■ Instruction ■
Turn the items below into a Markdown table with two columns, "Row" and "Line". Number each row and give one line per row. Leave out blank lines and pictures.

Dataset excerpt:
* Start *

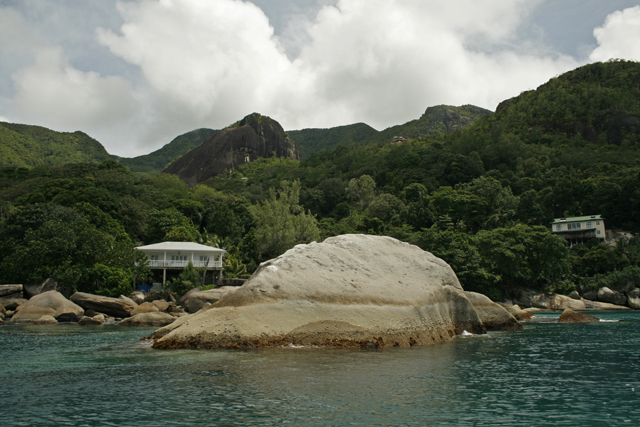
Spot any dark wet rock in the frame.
[558,308,600,323]
[118,311,176,326]
[19,291,84,322]
[71,292,137,317]
[466,292,522,331]
[131,302,160,316]
[163,113,300,185]
[182,286,238,313]
[11,305,56,323]
[24,278,58,298]
[627,288,640,310]
[598,286,627,305]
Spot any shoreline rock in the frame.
[70,292,138,317]
[558,308,600,323]
[466,292,523,331]
[153,235,486,349]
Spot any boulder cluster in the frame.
[0,281,199,326]
[0,235,633,349]
[513,287,640,311]
[152,235,522,349]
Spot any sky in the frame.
[0,0,640,157]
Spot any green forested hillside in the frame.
[0,62,640,299]
[0,122,109,167]
[118,128,218,174]
[288,105,491,159]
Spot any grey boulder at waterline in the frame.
[154,235,485,348]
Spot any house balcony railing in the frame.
[147,260,222,270]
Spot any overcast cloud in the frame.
[0,0,640,156]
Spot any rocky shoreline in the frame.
[0,235,640,342]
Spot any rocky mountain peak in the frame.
[163,113,300,185]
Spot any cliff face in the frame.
[163,113,300,185]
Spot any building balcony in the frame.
[147,260,222,270]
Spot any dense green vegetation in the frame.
[288,105,491,159]
[0,61,640,299]
[0,122,109,167]
[118,128,217,175]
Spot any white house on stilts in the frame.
[136,242,227,285]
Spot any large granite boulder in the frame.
[515,291,629,311]
[627,288,640,310]
[131,302,160,316]
[503,304,533,321]
[154,235,485,349]
[184,286,239,313]
[14,291,84,322]
[558,308,600,323]
[598,286,627,305]
[0,285,24,310]
[11,305,56,323]
[466,292,522,331]
[71,292,138,317]
[118,311,176,326]
[0,298,29,310]
[24,278,58,298]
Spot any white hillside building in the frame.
[136,242,227,285]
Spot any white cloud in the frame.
[13,48,135,132]
[0,0,579,155]
[98,0,576,143]
[590,6,640,61]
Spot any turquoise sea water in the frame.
[0,312,640,427]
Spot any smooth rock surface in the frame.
[152,299,169,311]
[558,308,600,323]
[466,292,523,331]
[71,292,137,317]
[129,291,144,305]
[0,285,23,299]
[503,304,533,321]
[598,286,627,305]
[24,278,58,298]
[20,291,84,322]
[0,298,29,310]
[516,291,629,311]
[182,286,239,313]
[627,288,640,310]
[154,235,485,348]
[118,311,176,326]
[131,302,159,316]
[33,315,58,325]
[78,314,105,326]
[11,305,56,323]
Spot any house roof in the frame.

* End *

■ Output of the exercise ■
| Row | Line |
|---|---|
| 1 | Spot any dark wet rock in the frame. |
| 2 | [558,308,600,323] |
| 3 | [118,311,176,326] |
| 4 | [19,291,84,322] |
| 5 | [71,292,137,317] |
| 6 | [466,292,522,331] |
| 7 | [131,302,160,316] |
| 8 | [163,113,300,185] |
| 9 | [182,286,238,313] |
| 10 | [11,305,56,323] |
| 11 | [24,278,58,298] |
| 12 | [627,288,640,310] |
| 13 | [598,286,627,305] |
| 14 | Spot any shoreline rock in the frame. |
| 15 | [70,292,138,317] |
| 16 | [558,308,600,323] |
| 17 | [466,292,523,331] |
| 18 | [153,235,486,349] |
| 19 | Spot any boulder cluster in the frame. |
| 20 | [0,281,199,326] |
| 21 | [0,235,633,349] |
| 22 | [513,287,640,311] |
| 23 | [152,235,522,349] |
| 24 | Spot any sky in the frame. |
| 25 | [0,0,640,157] |
| 26 | Spot any green forested hillside in the frame. |
| 27 | [0,62,640,299] |
| 28 | [0,122,109,167] |
| 29 | [118,128,218,174] |
| 30 | [288,105,491,159] |
| 31 | Spot any grey boulder at waterline in the frame. |
| 32 | [154,235,485,348] |
| 33 | Spot any house balcony railing in the frame. |
| 34 | [147,260,222,270] |
| 35 | Spot any overcast cloud in the frame. |
| 36 | [0,0,640,156] |
| 37 | Spot any rocky shoreline in the frame. |
| 38 | [0,235,640,342] |
| 39 | Spot any rocky mountain peak in the frame. |
| 40 | [163,113,300,185] |
| 41 | Spot any cliff face in the frame. |
| 42 | [163,113,300,185] |
| 43 | Spot any building balcony in the frame. |
| 44 | [147,260,222,270] |
| 45 | Spot any dense green vegetation in the frame. |
| 46 | [288,105,491,159] |
| 47 | [0,61,640,299] |
| 48 | [0,122,109,167] |
| 49 | [118,128,217,175] |
| 50 | Spot any white house on stilts in the frame. |
| 51 | [136,242,227,285] |
| 52 | Spot any large granite boulder in the frame. |
| 53 | [515,291,629,311] |
| 54 | [627,288,640,310] |
| 55 | [131,302,160,316] |
| 56 | [503,304,533,321] |
| 57 | [154,235,485,349] |
| 58 | [184,286,239,313] |
| 59 | [14,291,84,322] |
| 60 | [558,308,600,323] |
| 61 | [598,286,627,305] |
| 62 | [0,285,24,310] |
| 63 | [11,305,56,323] |
| 64 | [466,292,522,331] |
| 65 | [71,292,138,317] |
| 66 | [118,311,176,326] |
| 67 | [0,298,29,310] |
| 68 | [24,278,58,298] |
| 69 | Spot any white hillside building in the frame. |
| 70 | [136,242,227,285] |
| 71 | Spot any white cloud in the frame. |
| 72 | [13,48,135,132] |
| 73 | [0,0,579,155] |
| 74 | [98,0,576,143] |
| 75 | [590,6,640,61] |
| 76 | Spot any turquoise sea water in the frame. |
| 77 | [0,312,640,427] |
| 78 | Spot any smooth rock surface in the frame. |
| 79 | [152,299,169,311] |
| 80 | [558,308,600,323] |
| 81 | [466,292,523,331] |
| 82 | [71,292,137,317] |
| 83 | [129,291,144,305] |
| 84 | [0,285,23,299] |
| 85 | [503,304,533,321] |
| 86 | [598,286,627,305] |
| 87 | [24,278,58,298] |
| 88 | [20,291,84,322] |
| 89 | [0,298,29,310] |
| 90 | [516,291,629,311] |
| 91 | [182,286,239,313] |
| 92 | [627,288,640,310] |
| 93 | [154,235,485,348] |
| 94 | [118,311,176,326] |
| 95 | [131,302,159,316] |
| 96 | [33,315,58,325] |
| 97 | [78,314,105,326] |
| 98 | [11,305,56,323] |
| 99 | Spot any house roof in the frame. |